Page text:
Older people who are taking aspirin as a just-in-case preventative against heart disease might want to think again after new research has discovered the drug carries a far higher risk of fatal stomach bleeding than was previously thought.

The over-75s are up to five times more likely to suffer a serious stomach bleed that needs hospital treatment and which could even result in death, say researchers from Oxford University—a risk that is far higher than earlier research had found.

To reduce their risk, the elderly should also take another drug, known as a proton pump inhibitor, if they want to continue with aspirin, said lead researcher Prof Peter Rothwell, although these drugs come with their own risks, including an increased chance of stomach infection.

Those who've already suffered a heart attack or stroke should carry on taking aspirin, which acts as a blood-thinner, the researchers recommend.

The study is one of the first to assess the impact of aspirin on the over-75s. The researchers tracked 3,166 patients, half of whom were aged 75 and older, and 405 suffered stomach bleeding while taking aspirin.

Although it was a problem that affected all age groups, the over-75s were more than three times more likely to suffer a serious bleed, and more than five times as likely to have a bleed that resulted in death. Among the under-65s, fatal bleeds affected 0.5 per cent of people—or one person out of every 200—but the rate rose to three people per 200 among the over-75s. And the risk continues to worsen the older the patient is.

If people do want to stop aspirin, they should cut down on the dosage gradually as a sudden stopping can increase the risk of a heart attack or stroke, the researchers warn.

Questions:
1. Reproduce the passage of the aspirin article from "To reduce their" to "of stomach infection.".
2. Render this sentence from the aspirin article in Spanish: "Those who've already suffered a heart attack or stroke should carry on taking aspirin, which acts as a blood-thinner, the researchers recommend."

Dataset excerpts:
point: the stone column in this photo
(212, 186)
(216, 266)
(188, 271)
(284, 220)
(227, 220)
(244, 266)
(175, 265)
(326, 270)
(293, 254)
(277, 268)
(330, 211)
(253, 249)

Answers to the problems:
1.
To reduce their risk, the elderly should also take another drug, known as a proton pump inhibitor, if they want to continue with aspirin, said lead researcher Prof Peter Rothwell, although these drugs come with their own risks, including an increased chance of stomach infection.

2. Quienes ya hayan sufrido un ataque al corazón o un accidente cerebrovascular deberían seguir tomando aspirina, que actúa como anticoagulante, recomiendan los investigadores.